練習問題:
- A) 本文から、「2014年4月に慶應大学通信部に進んだ法学生の記録である」を含む語句で書き始め、「御家人…問注所(受理)→鎌倉殿(執権、連署が臨席する評定で確定)」の後で止めて書き出すこと。
- B) 本文では、雑務沙汰はどのような訴訟とされているか。

本文:

▬▬▬

2014年4月に慶應大学通信部に進んだ法学生の記録である
(更新)2017年4月に神戸大学法科大学院へ進学しました。

鎌倉時代の裁判制度

2016-09-29 18:34:35 | 日本法制史Ⅱ
鎌倉時代の裁判制度

〔初期〕各機関の管轄は、訴訟当事者の身分と所在を基準
 御家人…問注所(受理)→鎌倉殿(執権、連署が臨席する評定で確定)
 非御家人…鎌倉市中は政所、諸国は問注所
 御家人を一方当事者とする訴訟は後、引付が受理

〔やがて〕訴訟分類による区分
 ①所務沙汰
  御家人などの所領相論に係る訴
 ②雑務沙汰
  不動産を除く民事訴訟
 ③検断沙汰 
  刑事事件
 ※被害者・加害者の一方が地頭・御家人であること
  →法は家庭に入らず、主従に入らず

 手続き
 ①原告による訴状の提出
 ※訴人・論人の名を示す
 ※財産関係は、訴訟対象を示す
 ※証拠を示す
  →当事者主義を徹底し、幕府は原則、捜査せず
(検断沙汰)

▬▬▬

資料:
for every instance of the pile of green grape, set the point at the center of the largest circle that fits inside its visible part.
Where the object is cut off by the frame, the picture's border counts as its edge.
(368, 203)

▬▬▬

解答:
- A)
2014年4月に慶應大学通信部に進んだ法学生の記録である
(更新)2017年4月に神戸大学法科大学院へ進学しました。

鎌倉時代の裁判制度

2016-09-29 18:34:35 | 日本法制史Ⅱ
鎌倉時代の裁判制度

〔初期〕各機関の管轄は、訴訟当事者の身分と所在を基準
 御家人…問注所(受理)→鎌倉殿(執権、連署が臨席する評定で確定)

- B) 不動産を除く民事訴訟。